→ **What the task asks**
Locate every line in the records below that contains the string "find", treating uppercase and lowercase as distinct, and copy each such line.

→ **Data shown**
>>>>

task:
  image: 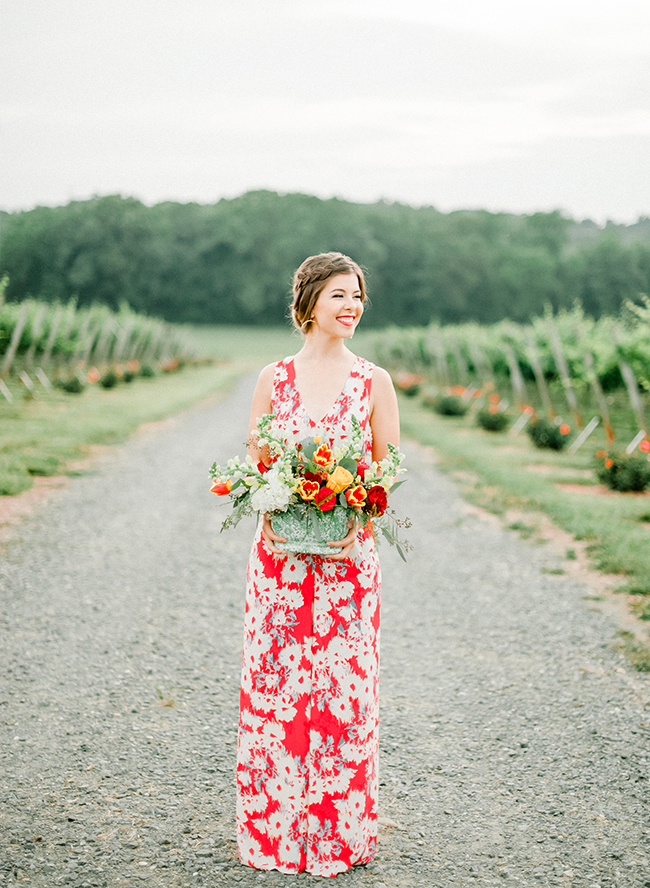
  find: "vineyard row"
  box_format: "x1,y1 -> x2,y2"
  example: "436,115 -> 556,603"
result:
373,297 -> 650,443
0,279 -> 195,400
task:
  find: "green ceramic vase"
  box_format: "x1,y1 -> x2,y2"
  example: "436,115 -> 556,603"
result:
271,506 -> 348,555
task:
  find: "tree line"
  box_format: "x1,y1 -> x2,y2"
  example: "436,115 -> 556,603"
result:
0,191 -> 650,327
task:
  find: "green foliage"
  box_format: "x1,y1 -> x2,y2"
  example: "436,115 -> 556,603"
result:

<<<<

→ **Answer in full**
  find: "vineyard row"
  find: "green ceramic vase"
  find: "tree line"
  find: "green foliage"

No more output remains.